==== Text ====

On the whole, these considerations indicate that genetics of human ageing and longevity is dependent on three pillars (nuclear genetics, mitochondria genetics, and microbiome genetics)18 that must be evaluated together. It is worth noting that maternal transmission plays a key role in all three areas of genetics and in their relationship with human longevity.

Maternal cultural habits, offspring survival and longevity

Socio-economic and cultural/anthropological components are fundamental contributors to human longevity and are likely related to offspring care/protection as well as transmission of behavioural habits whose influence can have a lifelong duration. A woman who protects her own health and survival through her behaviour will also protect the health of her offspring, both directly (as she is in a better state of health at the time of childbearing) and indirectly (as she is more mindful about her children’s health)19.

Healthy ageing could be advantageous and therefore positively selected for, if parents can influence improved fertility and/or survival of their children, grandchildren and/or other family members. The “Grandmother hypothesis” argues that caregiving by older women who underwent menopause could improve grandchildren’s survival by alleviating the child burden of their daughters, who in turn could have more successful/numerous pregnancies and offspring. Therefore, mothers and grandmothers have assumed and continue to play a key role in the care/survival of offspring and grandchildren, by contributing to their health, by providing nutrition and by passing on traditional habits and hygienic guidelines. These practices and life-style behaviours have life-long effects starting from intrauterine life and may modulate health status and lifespan in advanced age. However, it is also important to consider that mothers and grandmothers may also have a negative influence on offspring (by not breastfeeding, smoking and drinking alcohol, drug abuse, unbalanced diets, among other factors).

In any case, mothers do have the role and responsibility of providing the first nine months of environment to human beings. A uterine environment is sensitive to any type of metabolic, infectious and stressful event affecting the mothers, and is now recognized to be developmentally crucial in establishing a variety of set points (metabolic and epigenetic among others) in the offspring, which in turn may have long-term biological effects, as predicted by the hypothesis of the foetal origin of many diseases in adulthood and old age.


All the existing data suggests that one of the most powerful strategies for reaching exceptional longevity is to be female. Women live longer than men because they die at lower rates20, but they pay for their survival advantage with a worse quality of life due to the increased prevalence of a variety of non-lethal pathological conditions. Old women display a higher overall rate of physical disability and are more likely than men to report difficulties in walking, climbing stairs and other common activities20. This gender dichotomy in ageing is confirmed by the centenarian model, of which females form the majority, but are characterized by poorer health as well as more impaired functional and cognitive status indicating that, even in the last phase of human life, gender is probably the most important variable of lifelong health status. This final consideration is in our opinion the most robust scientific justification for starting a new journal specifically focused on gender-specific medicine, an emerging, current and somewhat neglected topic which we are beginning to appreciate in its fascinating complexity and which deserves much more attention than we previously thought.

==== Collected data ====

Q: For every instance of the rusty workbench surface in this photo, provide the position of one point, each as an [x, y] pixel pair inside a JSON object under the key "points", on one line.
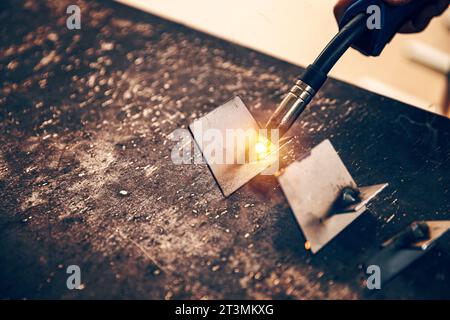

====

» Exercise objective: Rewrite the passage on maternal influence and human longevity from "In any case, mothers" up to and including "and old age.", putting "reference points" in place of "set points".

» Reply:
In any case, mothers do have the role and responsibility of providing the first nine months of environment to human beings. A uterine environment is sensitive to any type of metabolic, infectious and stressful event affecting the mothers, and is now recognized to be developmentally crucial in establishing a variety of reference points (metabolic and epigenetic among others) in the offspring, which in turn may have long-term biological effects, as predicted by the hypothesis of the foetal origin of many diseases in adulthood and old age.